Start of ENTRIES PROVIDED

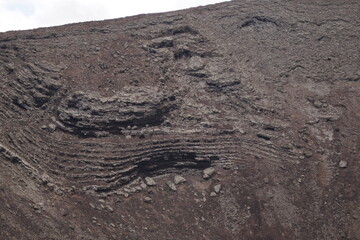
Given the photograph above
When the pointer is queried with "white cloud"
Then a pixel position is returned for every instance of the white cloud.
(27, 14)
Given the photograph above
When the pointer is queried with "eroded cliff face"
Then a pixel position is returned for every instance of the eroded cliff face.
(233, 121)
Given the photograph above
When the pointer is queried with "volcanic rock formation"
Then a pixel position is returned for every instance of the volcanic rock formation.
(232, 121)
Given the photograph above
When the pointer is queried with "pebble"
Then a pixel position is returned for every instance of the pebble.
(217, 188)
(342, 164)
(208, 172)
(150, 181)
(172, 186)
(147, 200)
(179, 179)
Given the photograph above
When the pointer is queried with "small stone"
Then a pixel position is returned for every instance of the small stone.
(147, 200)
(179, 179)
(342, 164)
(217, 188)
(109, 208)
(51, 127)
(208, 172)
(150, 181)
(172, 186)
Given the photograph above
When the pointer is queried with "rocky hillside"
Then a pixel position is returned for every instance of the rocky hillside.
(239, 120)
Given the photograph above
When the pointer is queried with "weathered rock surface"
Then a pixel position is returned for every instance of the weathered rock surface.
(265, 92)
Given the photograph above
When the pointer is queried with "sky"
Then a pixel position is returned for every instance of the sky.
(29, 14)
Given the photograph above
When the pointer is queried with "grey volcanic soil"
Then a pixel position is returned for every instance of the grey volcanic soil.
(265, 92)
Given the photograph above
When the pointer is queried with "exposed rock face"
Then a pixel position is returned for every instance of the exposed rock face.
(264, 92)
(89, 114)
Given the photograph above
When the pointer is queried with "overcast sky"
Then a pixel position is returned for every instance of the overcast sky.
(28, 14)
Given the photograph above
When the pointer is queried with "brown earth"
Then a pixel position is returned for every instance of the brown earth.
(266, 92)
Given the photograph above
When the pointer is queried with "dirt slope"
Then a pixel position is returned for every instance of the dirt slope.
(265, 92)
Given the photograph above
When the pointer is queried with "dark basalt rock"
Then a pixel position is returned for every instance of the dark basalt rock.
(262, 95)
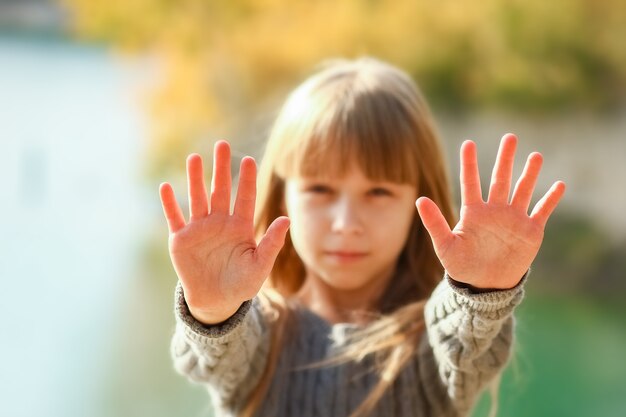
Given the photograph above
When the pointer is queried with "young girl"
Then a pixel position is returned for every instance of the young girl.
(348, 315)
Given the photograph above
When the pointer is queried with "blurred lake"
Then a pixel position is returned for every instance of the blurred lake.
(87, 312)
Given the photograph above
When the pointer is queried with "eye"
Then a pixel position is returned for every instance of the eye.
(318, 189)
(379, 192)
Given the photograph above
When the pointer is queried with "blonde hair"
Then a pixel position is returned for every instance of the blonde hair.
(373, 112)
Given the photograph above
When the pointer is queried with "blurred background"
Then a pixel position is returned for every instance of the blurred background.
(102, 101)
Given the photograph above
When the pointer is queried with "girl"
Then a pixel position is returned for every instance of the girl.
(348, 315)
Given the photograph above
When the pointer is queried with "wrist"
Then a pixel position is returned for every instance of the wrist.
(212, 317)
(484, 289)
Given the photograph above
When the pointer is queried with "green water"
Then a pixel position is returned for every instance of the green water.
(569, 360)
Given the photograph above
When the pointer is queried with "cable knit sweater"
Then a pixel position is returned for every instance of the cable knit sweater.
(468, 341)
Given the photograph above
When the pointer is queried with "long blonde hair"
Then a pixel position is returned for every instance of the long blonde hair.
(372, 111)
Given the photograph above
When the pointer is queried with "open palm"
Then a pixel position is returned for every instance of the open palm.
(215, 255)
(494, 242)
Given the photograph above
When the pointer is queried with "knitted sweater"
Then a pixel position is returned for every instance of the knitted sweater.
(467, 342)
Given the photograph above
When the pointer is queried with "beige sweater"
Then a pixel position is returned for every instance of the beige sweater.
(468, 342)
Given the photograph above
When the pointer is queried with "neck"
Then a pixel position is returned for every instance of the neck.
(341, 305)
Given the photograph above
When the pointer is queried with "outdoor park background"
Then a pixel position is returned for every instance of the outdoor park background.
(102, 101)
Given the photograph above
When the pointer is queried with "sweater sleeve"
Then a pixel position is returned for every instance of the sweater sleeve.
(469, 338)
(228, 358)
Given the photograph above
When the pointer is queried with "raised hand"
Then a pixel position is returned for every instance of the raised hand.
(494, 242)
(215, 255)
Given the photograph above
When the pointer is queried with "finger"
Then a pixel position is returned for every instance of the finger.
(544, 207)
(221, 182)
(272, 242)
(246, 190)
(502, 170)
(198, 200)
(171, 209)
(470, 178)
(525, 186)
(433, 220)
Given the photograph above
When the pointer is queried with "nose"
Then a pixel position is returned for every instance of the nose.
(345, 217)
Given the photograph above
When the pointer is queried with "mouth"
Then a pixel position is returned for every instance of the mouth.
(345, 256)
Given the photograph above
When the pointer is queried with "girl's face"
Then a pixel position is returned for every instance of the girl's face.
(349, 231)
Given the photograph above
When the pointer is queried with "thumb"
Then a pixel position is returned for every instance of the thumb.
(272, 242)
(433, 220)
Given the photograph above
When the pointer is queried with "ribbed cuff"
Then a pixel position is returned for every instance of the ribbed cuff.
(211, 331)
(490, 300)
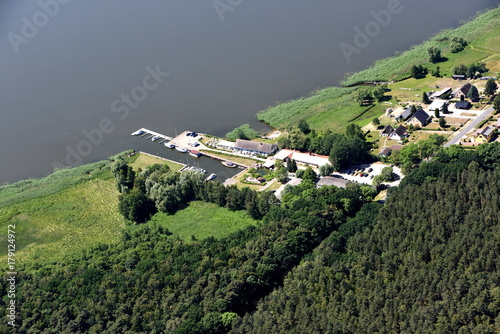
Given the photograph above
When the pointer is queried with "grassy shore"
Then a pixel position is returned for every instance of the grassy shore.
(334, 108)
(62, 214)
(142, 161)
(483, 34)
(59, 216)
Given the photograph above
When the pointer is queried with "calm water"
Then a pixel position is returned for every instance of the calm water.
(68, 72)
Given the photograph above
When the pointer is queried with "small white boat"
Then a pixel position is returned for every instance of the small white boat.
(195, 154)
(211, 176)
(137, 133)
(196, 169)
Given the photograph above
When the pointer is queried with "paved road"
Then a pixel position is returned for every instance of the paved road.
(455, 139)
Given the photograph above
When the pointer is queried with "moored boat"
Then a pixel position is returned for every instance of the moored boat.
(181, 149)
(195, 154)
(137, 133)
(211, 176)
(229, 164)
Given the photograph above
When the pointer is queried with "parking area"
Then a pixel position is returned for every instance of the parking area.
(365, 173)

End of ENTRIES PROVIDED

WORK INSTRUCTIONS: Transcribe the records verbatim and omit the images.

EXERCISE SOLUTION:
Given the photograph above
When the pointer is queried with "white cloud"
Then a pixel position is returned for every instance of the white cloud.
(27, 14)
Given the photograph above
When the pointer is queried with "eroded cliff face"
Then a pixel position is returned for every instance of the eroded cliff face.
(233, 121)
Given the photograph above
When the pointer is queried with "volcanic rock formation"
Then a pixel position is returned for every instance of the volcanic rock formation.
(232, 121)
Given the photograph above
When the pointer is queried with "pebble"
Then a pixel position is returned for every instance of the pebble.
(217, 188)
(342, 164)
(208, 172)
(150, 181)
(172, 186)
(147, 200)
(179, 179)
Given the photograph above
When the pointer is queried with "small stone"
Then a pixel position is returned for every instance of the small stone.
(147, 200)
(179, 179)
(342, 164)
(217, 188)
(109, 208)
(51, 127)
(208, 172)
(150, 181)
(172, 186)
Given the photograph above
When the pointer is queried with "rocky hillside"
Then a pixel position is returned for every instance of the rocky hillside.
(239, 120)
Given the photograph above
When the pointer is queried with "weathered rock surface"
Then a pixel position is returned for every instance of the weathered rock surface.
(265, 92)
Given the photograph above
When the pointer is queried with "sky"
Then a pixel position is returned for every instance of the sky.
(29, 14)
Given the photograph above
When the pointer is queried with "grey volcanic soil"
Then a pixel position is returned for every instance of the grey volcanic soil.
(265, 92)
Given the photograph above
When the pointer is queried with "exposed rock face"
Then a pixel position is returned for every instance of the exposed rock face.
(264, 92)
(89, 114)
Given the photograph above
When the pointer is queried with "overcast sky"
Then a pixel position is returned for every instance of the overcast sky.
(28, 14)
Given the photograph above
When the pointer is queried with "brown earth"
Then a pixel position is returned for every instance of the brown earth.
(266, 92)
Given the photograph above
When the pointer is queried with "dirt slope"
Then a pixel position is returned for every instance of the dirt slope.
(265, 92)
Given the photograph above
When the pointer is queried with "dark basalt rock"
Then a pixel position is returned for every instance of the dark basalt rock.
(262, 95)
Given the photograph above
When the pointer is queried with "young girl"
Then a pixel position is returned for every instance of the young girl.
(348, 315)
Given the photograph above
When the pointer is queried with "blurred lake"
Then a pixel position is returned for every instance of the blurred lake.
(87, 312)
Given the photograph above
When the pointer is queried with "eye"
Then a pixel position is returned for every instance of the eye.
(318, 189)
(379, 192)
Given the photograph above
When the pointer is queried with "blonde hair"
Then a pixel position is returned for every instance of the blonde hair.
(373, 112)
Given the photograph above
When the pointer is queried with "blurred background"
Then a pixel position is returned for every instance of the blurred background.
(102, 101)
Given the photograph above
When the pointer is queried with "girl"
Then a pixel position is returned for every instance of the girl.
(348, 315)
Given the photograph above
When the pointer is queried with "wrist"
Then a pixel position is returned for every instance of the wrist.
(212, 317)
(484, 289)
Given the photograph above
When the pointer is queried with "green water"
Then a pixel position is returned for every instance of the green water.
(569, 360)
Given the photograph above
When the pointer is queried with "cable knit sweater"
Then a pixel position is returned for every instance of the cable knit sweater.
(468, 341)
Given the photograph above
When the pointer is queried with "long blonde hair"
Then a pixel position is returned for every instance of the long blonde hair.
(372, 111)
Given the photograph above
When the pointer is queried with "open palm"
Then a pixel position is returned for every instance of the open palm.
(215, 255)
(494, 242)
Given the photograph above
When the pointer is queried with "knitted sweater"
Then a pixel position is returned for every instance of the knitted sweater.
(467, 342)
Given the photograph above
When the pointer is queried with "beige sweater"
Then a pixel position is returned for every instance of the beige sweater.
(468, 342)
Given the photograph above
When the pointer is queried with "neck"
Then a pixel position is returned for every instance of the neck.
(341, 305)
Given the photograph above
When the pointer is queried with "outdoor park background"
Then a pixel position is returned for every instance of the outdoor park background.
(102, 101)
Given the photograph above
When the pointer is queried with "sweater sleeve"
Then a pixel position is returned for every instance of the sweater sleeve.
(469, 338)
(228, 358)
Given the photograph above
When the pointer is queried with "raised hand"
Then a pixel position is returned for every instance of the raised hand.
(494, 242)
(215, 255)
Given the photograph above
When the pointer is queried with "finger"
Then a pixel position is returned for every instance of the finger.
(544, 207)
(221, 182)
(272, 242)
(246, 190)
(502, 170)
(198, 200)
(171, 209)
(470, 178)
(525, 186)
(433, 220)
Given the photograph above
When the pointer is queried with "nose"
Then a pixel position is returned for every instance of the nose.
(345, 217)
Given the photograph above
When the pointer is queried with "mouth"
Then a pixel position is returned for every instance of the mouth.
(345, 256)
Given the photograph above
When the pointer is queried with "girl's face"
Then a pixel position is returned for every instance of the girl's face.
(349, 231)
Given the photograph above
When the pointer is queried with "thumb"
Then a pixel position is returned for every instance of the thumb.
(272, 242)
(433, 220)
Given the photograph above
When the pointer is queried with "ribbed cuff"
Then a pixel position is returned for every instance of the ribbed cuff.
(211, 331)
(490, 300)
Given the photograph above
When the pointer is queried with "grassy shore"
Then a pixel position is returned for every instance of the grassy shore.
(334, 108)
(62, 214)
(142, 161)
(483, 34)
(59, 216)
Given the photograph above
When the pointer is queried with "calm water"
Then a pixel position is returned for every instance of the calm water.
(68, 72)
Given the photograph above
When the pointer is queried with "small white boat"
Then a pixel position is returned for every instance of the small white boat.
(195, 154)
(211, 176)
(137, 133)
(196, 169)
Given the photograph above
When the pointer is queried with "paved road"
Then a pixel position is returned for every instance of the paved road.
(455, 139)
Given the photograph above
When the pointer is queried with "moored boat"
Then a pixel position is returned for every instance of the moored boat.
(181, 149)
(195, 154)
(137, 133)
(211, 176)
(229, 164)
Given the photograph above
When the pointer is queried with "parking area"
Then a pixel position is returned for every instance of the parking area.
(365, 173)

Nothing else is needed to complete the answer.